[What to produce]: Give as output the line that contains "Could you mark every instance of the lake", followed by every remaining line of the entries, unchanged and with nothing added.

[Recorded data]:
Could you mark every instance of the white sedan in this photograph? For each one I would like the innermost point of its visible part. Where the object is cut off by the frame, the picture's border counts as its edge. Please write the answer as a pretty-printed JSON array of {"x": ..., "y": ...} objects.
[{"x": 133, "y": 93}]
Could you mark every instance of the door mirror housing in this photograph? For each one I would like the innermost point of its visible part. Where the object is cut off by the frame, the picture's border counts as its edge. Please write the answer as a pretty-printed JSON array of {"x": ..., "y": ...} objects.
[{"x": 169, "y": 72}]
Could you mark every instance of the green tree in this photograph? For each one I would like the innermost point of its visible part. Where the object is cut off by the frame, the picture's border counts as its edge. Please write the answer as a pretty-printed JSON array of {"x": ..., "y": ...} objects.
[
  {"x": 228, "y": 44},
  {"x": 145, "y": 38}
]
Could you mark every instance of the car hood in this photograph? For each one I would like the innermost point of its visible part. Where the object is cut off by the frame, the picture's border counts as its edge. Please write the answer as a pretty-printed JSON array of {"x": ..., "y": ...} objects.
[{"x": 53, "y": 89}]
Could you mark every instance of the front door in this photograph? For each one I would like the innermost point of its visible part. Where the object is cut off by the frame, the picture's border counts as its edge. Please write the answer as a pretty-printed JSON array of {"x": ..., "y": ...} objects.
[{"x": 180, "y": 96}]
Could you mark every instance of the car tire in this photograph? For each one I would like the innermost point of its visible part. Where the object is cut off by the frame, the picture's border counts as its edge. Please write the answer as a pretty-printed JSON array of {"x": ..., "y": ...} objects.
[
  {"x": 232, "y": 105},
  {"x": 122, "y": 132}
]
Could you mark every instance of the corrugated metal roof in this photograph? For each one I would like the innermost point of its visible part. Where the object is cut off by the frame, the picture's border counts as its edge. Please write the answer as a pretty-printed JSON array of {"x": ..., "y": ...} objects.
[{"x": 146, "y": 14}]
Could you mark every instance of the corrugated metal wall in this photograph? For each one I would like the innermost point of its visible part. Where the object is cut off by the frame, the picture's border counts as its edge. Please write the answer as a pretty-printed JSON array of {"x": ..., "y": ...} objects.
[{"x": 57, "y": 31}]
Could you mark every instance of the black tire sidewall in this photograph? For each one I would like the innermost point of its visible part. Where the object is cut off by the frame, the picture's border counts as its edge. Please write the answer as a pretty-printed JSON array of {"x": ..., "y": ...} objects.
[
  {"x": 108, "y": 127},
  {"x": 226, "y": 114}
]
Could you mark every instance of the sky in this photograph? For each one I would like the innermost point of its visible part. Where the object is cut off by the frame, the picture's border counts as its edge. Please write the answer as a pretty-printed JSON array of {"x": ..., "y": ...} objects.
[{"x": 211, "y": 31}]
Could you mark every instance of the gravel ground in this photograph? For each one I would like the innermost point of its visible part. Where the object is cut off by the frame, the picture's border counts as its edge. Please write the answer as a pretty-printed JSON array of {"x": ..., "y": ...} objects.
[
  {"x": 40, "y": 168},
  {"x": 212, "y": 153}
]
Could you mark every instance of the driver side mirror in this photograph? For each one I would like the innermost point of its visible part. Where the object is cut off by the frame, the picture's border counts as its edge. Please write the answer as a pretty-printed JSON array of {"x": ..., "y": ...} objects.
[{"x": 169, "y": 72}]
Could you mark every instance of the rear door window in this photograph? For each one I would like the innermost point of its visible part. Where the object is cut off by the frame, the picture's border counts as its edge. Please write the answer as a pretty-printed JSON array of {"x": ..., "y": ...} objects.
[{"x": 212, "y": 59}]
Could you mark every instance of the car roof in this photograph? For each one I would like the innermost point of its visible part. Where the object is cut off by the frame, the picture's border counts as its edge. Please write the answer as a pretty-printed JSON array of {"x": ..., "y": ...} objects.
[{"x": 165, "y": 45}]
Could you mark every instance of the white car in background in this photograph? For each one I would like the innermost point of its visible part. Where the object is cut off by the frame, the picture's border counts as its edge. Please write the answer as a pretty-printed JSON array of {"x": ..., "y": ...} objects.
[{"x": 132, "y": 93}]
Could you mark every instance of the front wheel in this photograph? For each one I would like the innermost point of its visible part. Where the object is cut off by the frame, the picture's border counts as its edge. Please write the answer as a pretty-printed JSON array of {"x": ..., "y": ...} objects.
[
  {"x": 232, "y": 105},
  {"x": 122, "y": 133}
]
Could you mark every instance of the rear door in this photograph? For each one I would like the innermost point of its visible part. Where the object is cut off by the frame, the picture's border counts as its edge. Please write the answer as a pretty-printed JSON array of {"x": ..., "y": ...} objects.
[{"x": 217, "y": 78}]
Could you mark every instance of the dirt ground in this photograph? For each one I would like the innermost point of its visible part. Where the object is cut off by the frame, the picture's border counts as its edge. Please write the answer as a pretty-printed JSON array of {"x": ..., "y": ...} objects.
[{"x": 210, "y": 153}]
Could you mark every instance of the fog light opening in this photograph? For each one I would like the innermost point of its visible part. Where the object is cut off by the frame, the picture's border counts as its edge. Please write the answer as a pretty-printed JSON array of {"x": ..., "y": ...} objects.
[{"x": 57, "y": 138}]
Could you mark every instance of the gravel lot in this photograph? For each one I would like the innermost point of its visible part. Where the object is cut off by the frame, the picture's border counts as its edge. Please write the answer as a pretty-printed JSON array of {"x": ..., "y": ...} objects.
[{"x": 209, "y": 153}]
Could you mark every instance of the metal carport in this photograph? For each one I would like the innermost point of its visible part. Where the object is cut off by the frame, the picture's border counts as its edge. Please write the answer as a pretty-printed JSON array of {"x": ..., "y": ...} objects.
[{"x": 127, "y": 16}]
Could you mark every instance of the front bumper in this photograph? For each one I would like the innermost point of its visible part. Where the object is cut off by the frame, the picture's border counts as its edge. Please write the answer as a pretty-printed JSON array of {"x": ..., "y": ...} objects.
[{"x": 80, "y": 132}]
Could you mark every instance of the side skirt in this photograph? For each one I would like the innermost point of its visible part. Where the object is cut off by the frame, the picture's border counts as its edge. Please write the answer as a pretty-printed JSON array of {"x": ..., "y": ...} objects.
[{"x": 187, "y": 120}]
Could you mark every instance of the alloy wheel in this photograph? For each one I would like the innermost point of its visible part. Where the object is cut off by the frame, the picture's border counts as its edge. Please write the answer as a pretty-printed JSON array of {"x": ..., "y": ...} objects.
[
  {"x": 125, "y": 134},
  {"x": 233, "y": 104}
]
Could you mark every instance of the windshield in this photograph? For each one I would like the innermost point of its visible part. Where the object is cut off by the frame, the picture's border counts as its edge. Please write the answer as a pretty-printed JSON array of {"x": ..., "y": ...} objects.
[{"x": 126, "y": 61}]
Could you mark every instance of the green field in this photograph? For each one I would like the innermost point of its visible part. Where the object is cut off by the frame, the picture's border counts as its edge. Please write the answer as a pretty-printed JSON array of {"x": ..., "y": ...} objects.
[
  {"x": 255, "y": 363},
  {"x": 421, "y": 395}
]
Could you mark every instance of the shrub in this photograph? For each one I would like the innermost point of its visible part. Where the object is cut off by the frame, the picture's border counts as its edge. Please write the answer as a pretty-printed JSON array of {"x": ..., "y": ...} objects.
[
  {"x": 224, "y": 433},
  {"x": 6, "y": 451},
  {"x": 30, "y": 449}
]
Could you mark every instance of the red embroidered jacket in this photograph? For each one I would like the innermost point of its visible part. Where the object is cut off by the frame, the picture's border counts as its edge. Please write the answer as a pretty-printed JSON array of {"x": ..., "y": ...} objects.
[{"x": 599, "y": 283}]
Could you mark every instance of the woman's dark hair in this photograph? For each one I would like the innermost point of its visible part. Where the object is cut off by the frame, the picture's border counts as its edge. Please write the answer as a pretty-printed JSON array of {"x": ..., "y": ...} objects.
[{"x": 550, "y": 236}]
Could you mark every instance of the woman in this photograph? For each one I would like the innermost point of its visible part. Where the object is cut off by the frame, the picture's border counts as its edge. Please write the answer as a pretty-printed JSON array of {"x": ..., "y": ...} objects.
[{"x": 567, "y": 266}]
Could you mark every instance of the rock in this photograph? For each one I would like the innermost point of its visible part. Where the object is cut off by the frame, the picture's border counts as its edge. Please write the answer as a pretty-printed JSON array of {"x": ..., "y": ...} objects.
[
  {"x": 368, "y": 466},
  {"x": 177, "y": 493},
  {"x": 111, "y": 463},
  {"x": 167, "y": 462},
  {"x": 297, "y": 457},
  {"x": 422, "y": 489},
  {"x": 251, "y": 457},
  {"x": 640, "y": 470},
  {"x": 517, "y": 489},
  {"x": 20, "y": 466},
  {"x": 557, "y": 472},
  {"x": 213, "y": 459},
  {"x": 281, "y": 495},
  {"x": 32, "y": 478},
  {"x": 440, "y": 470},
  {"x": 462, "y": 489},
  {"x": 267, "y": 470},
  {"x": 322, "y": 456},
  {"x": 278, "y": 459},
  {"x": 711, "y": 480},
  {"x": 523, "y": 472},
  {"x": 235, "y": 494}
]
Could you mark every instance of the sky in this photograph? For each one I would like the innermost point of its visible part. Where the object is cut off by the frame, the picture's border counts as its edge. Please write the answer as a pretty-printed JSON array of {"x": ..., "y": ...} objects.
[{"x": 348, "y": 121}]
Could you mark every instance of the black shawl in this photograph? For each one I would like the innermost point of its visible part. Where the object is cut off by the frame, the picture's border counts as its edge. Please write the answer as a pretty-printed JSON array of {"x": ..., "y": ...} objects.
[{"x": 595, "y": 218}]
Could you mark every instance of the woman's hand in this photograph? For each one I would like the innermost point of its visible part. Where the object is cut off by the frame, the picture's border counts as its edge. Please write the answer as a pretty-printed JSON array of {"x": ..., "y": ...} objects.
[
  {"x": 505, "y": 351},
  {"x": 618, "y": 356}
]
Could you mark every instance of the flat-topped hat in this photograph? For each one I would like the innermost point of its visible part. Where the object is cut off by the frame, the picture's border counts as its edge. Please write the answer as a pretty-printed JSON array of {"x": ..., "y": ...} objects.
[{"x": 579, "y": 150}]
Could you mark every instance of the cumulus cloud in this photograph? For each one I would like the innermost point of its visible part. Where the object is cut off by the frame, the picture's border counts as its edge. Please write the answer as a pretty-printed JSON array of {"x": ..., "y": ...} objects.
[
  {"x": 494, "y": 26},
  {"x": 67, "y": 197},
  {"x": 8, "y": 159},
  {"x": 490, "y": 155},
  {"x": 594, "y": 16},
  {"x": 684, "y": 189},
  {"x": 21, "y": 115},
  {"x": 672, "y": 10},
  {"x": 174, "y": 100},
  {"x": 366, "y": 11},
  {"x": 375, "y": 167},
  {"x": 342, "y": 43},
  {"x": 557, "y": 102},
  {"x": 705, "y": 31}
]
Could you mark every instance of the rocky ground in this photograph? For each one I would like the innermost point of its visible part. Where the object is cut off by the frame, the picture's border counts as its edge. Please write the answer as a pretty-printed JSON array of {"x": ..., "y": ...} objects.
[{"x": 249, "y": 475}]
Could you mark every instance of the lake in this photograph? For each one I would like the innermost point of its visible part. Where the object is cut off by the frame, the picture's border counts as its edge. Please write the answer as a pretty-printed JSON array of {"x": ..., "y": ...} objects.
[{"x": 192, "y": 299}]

[Exercise result]:
Could you mark every instance of the lake in this photograph? For each one I would like the innermost point of its visible part. Where the object is cut off by the frame, the picture's border counts as its edge. Please write the answer as a pretty-printed JSON array of {"x": ..., "y": ...} objects.
[{"x": 192, "y": 299}]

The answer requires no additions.